**DIRECTION**
Reproduce every one of the entries below verbatim, leaving the pictures out of your answer.

**RECORD EXCERPTS**
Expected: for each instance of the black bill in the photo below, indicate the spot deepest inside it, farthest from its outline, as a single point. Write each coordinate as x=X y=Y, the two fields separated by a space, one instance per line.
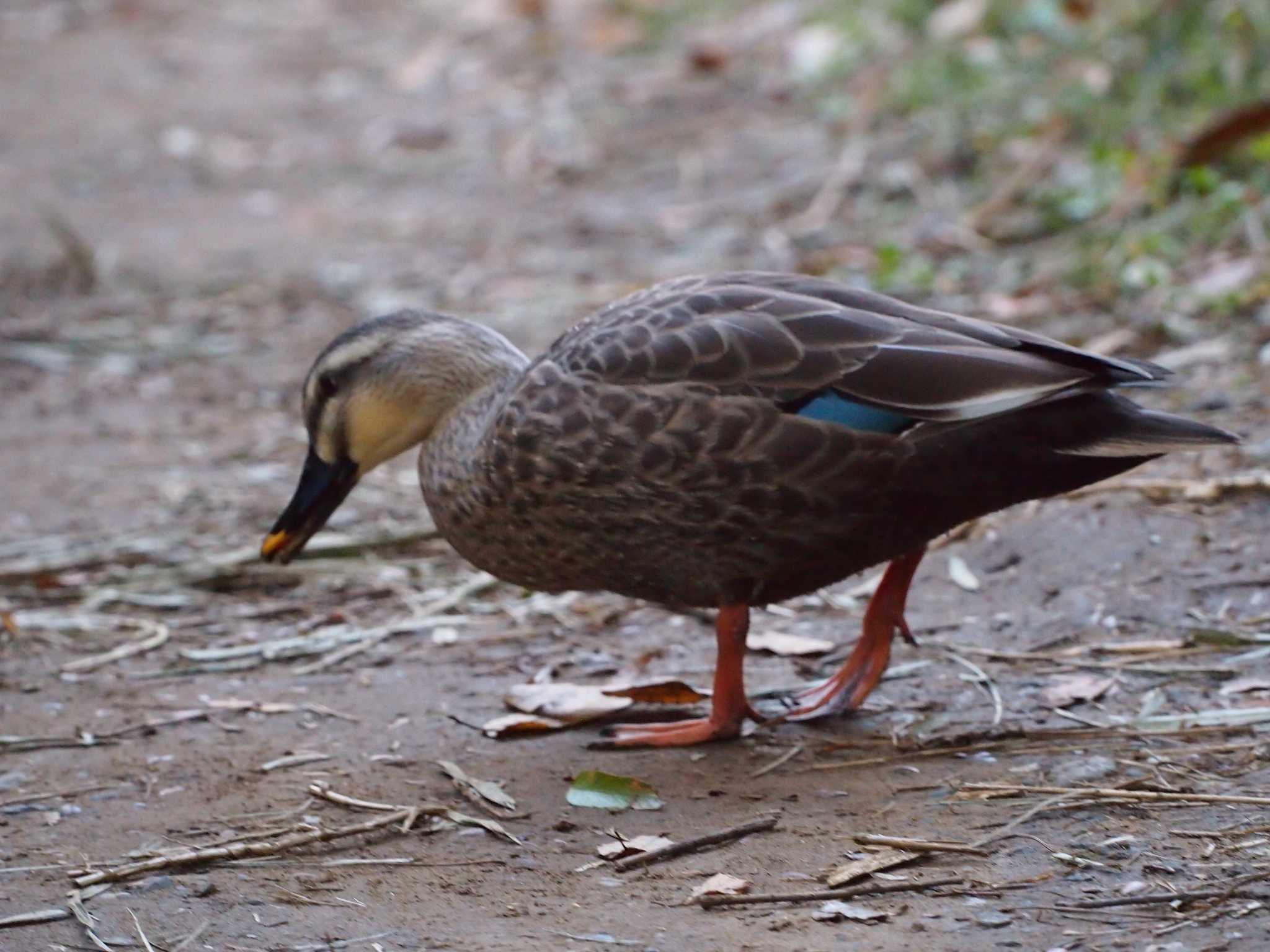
x=322 y=489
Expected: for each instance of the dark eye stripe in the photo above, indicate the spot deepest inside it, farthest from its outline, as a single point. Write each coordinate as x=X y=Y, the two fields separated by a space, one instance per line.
x=327 y=385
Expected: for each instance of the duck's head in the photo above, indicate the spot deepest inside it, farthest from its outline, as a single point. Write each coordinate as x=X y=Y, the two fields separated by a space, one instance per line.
x=378 y=390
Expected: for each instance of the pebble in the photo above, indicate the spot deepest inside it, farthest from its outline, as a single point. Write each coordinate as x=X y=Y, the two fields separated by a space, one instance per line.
x=1082 y=771
x=992 y=919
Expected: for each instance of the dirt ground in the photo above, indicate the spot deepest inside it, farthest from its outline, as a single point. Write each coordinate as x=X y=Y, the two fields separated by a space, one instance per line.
x=233 y=184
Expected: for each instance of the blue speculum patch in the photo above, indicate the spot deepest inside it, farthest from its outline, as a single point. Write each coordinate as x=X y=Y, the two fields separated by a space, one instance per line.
x=835 y=408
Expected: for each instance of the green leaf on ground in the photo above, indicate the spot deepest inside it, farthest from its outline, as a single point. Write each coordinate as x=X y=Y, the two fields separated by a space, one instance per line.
x=609 y=791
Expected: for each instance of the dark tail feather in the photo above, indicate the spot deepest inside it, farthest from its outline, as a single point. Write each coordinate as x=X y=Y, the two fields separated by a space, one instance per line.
x=1139 y=432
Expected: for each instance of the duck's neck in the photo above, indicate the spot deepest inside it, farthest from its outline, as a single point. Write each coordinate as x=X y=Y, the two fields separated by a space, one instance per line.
x=451 y=461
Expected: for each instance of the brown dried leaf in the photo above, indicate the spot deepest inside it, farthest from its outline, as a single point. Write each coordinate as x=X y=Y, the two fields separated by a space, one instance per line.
x=786 y=645
x=512 y=725
x=722 y=885
x=1076 y=689
x=662 y=692
x=621 y=848
x=883 y=860
x=1241 y=685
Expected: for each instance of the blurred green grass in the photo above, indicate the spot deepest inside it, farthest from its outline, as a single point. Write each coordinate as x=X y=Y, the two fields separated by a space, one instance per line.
x=1113 y=89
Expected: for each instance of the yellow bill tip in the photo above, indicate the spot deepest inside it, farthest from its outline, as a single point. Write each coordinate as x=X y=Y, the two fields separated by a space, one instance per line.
x=273 y=542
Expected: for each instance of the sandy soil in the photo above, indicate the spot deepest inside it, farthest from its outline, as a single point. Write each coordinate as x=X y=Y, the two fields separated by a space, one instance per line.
x=252 y=178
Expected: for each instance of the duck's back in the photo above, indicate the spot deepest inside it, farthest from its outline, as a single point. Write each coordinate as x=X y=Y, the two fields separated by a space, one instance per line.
x=753 y=437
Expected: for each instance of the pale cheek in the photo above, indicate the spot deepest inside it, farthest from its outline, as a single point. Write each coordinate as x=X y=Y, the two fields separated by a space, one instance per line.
x=324 y=441
x=378 y=431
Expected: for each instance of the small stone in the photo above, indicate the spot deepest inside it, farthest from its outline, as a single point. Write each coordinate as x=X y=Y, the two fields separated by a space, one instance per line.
x=1082 y=771
x=992 y=919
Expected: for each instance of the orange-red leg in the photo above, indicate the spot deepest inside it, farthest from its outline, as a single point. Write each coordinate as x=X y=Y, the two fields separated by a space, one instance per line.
x=863 y=671
x=728 y=706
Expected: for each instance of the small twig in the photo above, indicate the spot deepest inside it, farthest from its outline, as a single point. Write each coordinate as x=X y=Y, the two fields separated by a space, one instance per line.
x=322 y=790
x=293 y=760
x=869 y=890
x=1008 y=831
x=691 y=845
x=779 y=762
x=1235 y=889
x=145 y=942
x=41 y=915
x=998 y=708
x=51 y=794
x=126 y=650
x=920 y=845
x=236 y=851
x=430 y=614
x=1146 y=795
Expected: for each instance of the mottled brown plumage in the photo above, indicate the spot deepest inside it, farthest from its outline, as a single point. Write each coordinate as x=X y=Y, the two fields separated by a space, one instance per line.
x=666 y=448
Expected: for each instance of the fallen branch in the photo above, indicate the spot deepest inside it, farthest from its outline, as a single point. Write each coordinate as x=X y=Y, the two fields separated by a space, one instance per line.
x=920 y=845
x=691 y=845
x=236 y=851
x=1225 y=134
x=1142 y=795
x=1235 y=889
x=870 y=890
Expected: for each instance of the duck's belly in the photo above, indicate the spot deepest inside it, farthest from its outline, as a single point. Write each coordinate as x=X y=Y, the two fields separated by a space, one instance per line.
x=659 y=555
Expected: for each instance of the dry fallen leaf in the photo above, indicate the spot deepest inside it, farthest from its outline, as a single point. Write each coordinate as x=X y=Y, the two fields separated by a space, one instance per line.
x=883 y=860
x=487 y=790
x=836 y=910
x=660 y=692
x=1241 y=685
x=788 y=645
x=962 y=575
x=512 y=725
x=621 y=848
x=564 y=702
x=957 y=18
x=722 y=885
x=1076 y=689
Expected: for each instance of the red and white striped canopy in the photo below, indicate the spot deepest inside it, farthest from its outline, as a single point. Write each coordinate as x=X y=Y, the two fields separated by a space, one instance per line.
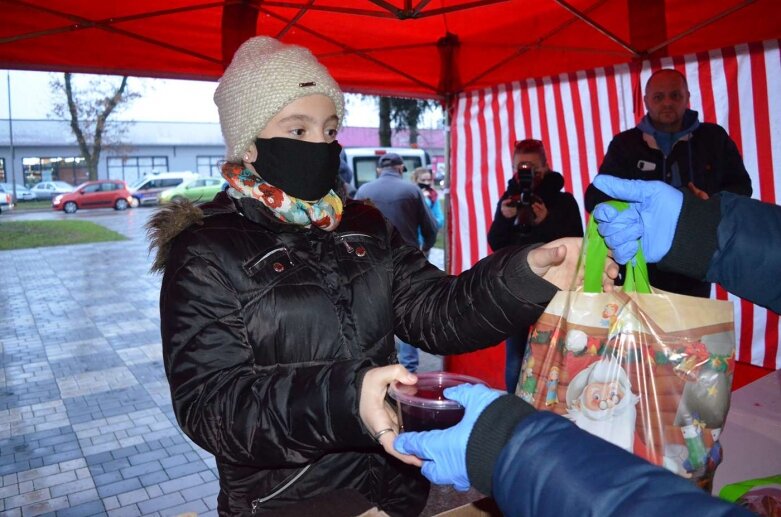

**RESPONSE FOR THIS EXERCISE**
Expected: for each instance of the black bill in the photo below, indicate the spot deepest inside it, farthest from its outline, as a single point. Write each coordinate as x=X y=Y, the two fields separated by a space, one instance per line.
x=322 y=489
Expected: for each instance of the dark eye stripe in the photo above, indicate the spot deepest inside it, farthest from its outline, as a single point. Write each coordinate as x=X y=Y, the two fields separated by a space, one instance per line.
x=327 y=385
Expected: for each instance of the duck's head in the photo above, indicate the spot deepest inside it, farthest from its outline, as a single point. Write each coordinate as x=X y=Y, the two fields separated by a space, one instance per line.
x=378 y=390
Expected: for each instance of the pebble in the photo above, indicate the spot deepest inside it, farthest from its outline, as a single point. Write each coordinate as x=X y=Y, the two fields separated by a space, one instance per line.
x=1082 y=771
x=992 y=919
Expected: for each instance of the dirt ground in the photo above, indicate the spot deepest inside it, farthest from its outline, as a single point. Write each coordinate as x=X y=Y, the two fields separated by a space, one instance per line.
x=233 y=184
Expected: for each instance of the blue speculum patch in the photo above, indicate the spot deepest inside it, farthest from its outline, as a single point. Write each coordinate as x=X y=Y, the two fields separated by a space, one instance per line.
x=835 y=408
Expected: for each instance of the green leaf on ground in the photo above, indicate the spot deepest inside it, farthest from its outline, as a single point. Write each coordinate as x=X y=Y, the two fields separated by a space, one instance per line.
x=609 y=791
Expected: for each instance of the dark tail feather in the photo above, indicate the spot deepest inside it, farthest from its outline, as a single point. Write each coordinate as x=X y=Y, the two fields separated by a space, one instance per line.
x=1139 y=432
Expected: for each instance of the duck's neck in the photo above, indicate the spot deepest inside it, farthest from its outline, as a single point. Write each coordinate as x=X y=Y, the two fields separated by a space, one instance per line.
x=451 y=461
Expected: for each instance of the brown dried leaf in the photo above, indicate the spot deepest inside it, farthest from its outline, as a single point. Write each coordinate as x=X y=Y, the two fields separated by a space, one instance per line.
x=786 y=645
x=512 y=725
x=722 y=885
x=1076 y=689
x=662 y=692
x=621 y=848
x=883 y=860
x=1241 y=685
Expected: for each instance of the blurred green grass in the photo above, indicate the spot deepest inside it, farthest from its outline, as a single point. Write each coordinate as x=X y=Y, the two fields separated by a space, one instance per line.
x=1113 y=89
Expected: for each instance of the yellow bill tip in the photo above, indicate the spot deepest inside it, farthest from its outline, as a single point. Write each coordinate as x=X y=Y, the two fields separated by a space, one instance per line.
x=273 y=542
Expected: for each instance of the sandy soil in the photo above, indicate the spot deepest inside it, farthest from its outline, as a single point. Write each coordinate as x=X y=Y, the two fields separated by a space, one instance per line.
x=252 y=178
Expected: for each instance of the duck's back in the photo above, indicate the spot deepest inside it, farthest from its outline, as a single point. Write each coordinate as x=X y=Y, the two fields separated by a space, one instance per line.
x=753 y=437
Expected: for each instance of the pale cheek in the photo above, indicate the spot deepest inside it, farthest from its outline, as a single point. Write each coordinate as x=X y=Y, the two fields separated by a space, one instance per line.
x=324 y=441
x=378 y=431
Expected: for each instance of the small stone in the photo above, indicate the spot deepest inside it, farthest from its outline, as a single point. Write each coordinate as x=X y=Y, the two fields separated by a space, one instance per line.
x=1082 y=771
x=992 y=919
Expected: for each instance of the orange-red leg in the photo above, indicate the spot deepest inside it, farthest from its outline, as a single point. Write each coordinate as x=X y=Y, the two fields separated by a space, one instance per line.
x=863 y=671
x=728 y=706
Expected: for each instance of the small twig in the photo above, indicate the spot deepest inside it, farthest from its outline, as a single point. Write each coordinate as x=X y=Y, the two fields separated by a space, one instance per line.
x=322 y=790
x=293 y=760
x=869 y=890
x=1008 y=831
x=691 y=845
x=779 y=762
x=1235 y=889
x=145 y=942
x=41 y=915
x=998 y=708
x=51 y=794
x=126 y=650
x=920 y=845
x=236 y=851
x=430 y=614
x=1146 y=795
Expected: for each instance of the mottled brown plumage in the photo above, indicate the spot deepest inside it, farthest from its outline, as a single point. Write each coordinate as x=X y=Y, the two fields separated by a space, one instance per line.
x=666 y=448
Expected: for each instance of the fallen branch in the photo above, indicate the spot deepest inside it, farthest from its outline, as a single point. Write each coordinate as x=X y=Y, the two fields separated by a space, one instance per line.
x=920 y=845
x=691 y=845
x=236 y=851
x=1225 y=134
x=1142 y=795
x=1235 y=889
x=870 y=890
Expected: for each instance of the duck's belly in the photo above, indicate the spot deepest inside it, farthest from its outline, as a single point. Write each coordinate as x=X y=Y, the two fields separated by a space, one instance per line.
x=659 y=555
Expected: for each instance of the dry fallen leaf in the photo above, indicate the spot deepest inside it, farthest from its outline, as a single point. Write each coordinate as x=X y=Y, the two fields separated by a space, one instance per line.
x=883 y=860
x=487 y=790
x=836 y=910
x=660 y=692
x=1241 y=685
x=788 y=645
x=962 y=575
x=512 y=725
x=621 y=848
x=564 y=702
x=957 y=18
x=722 y=885
x=1076 y=689
Expected: for each instance of the red and white striped canopy in the photo below, indicate the spot deepest inside it, farthest from its outline, as a single point. Write each coordinate as x=X y=Y, the two fields separated by a space, one instance per line.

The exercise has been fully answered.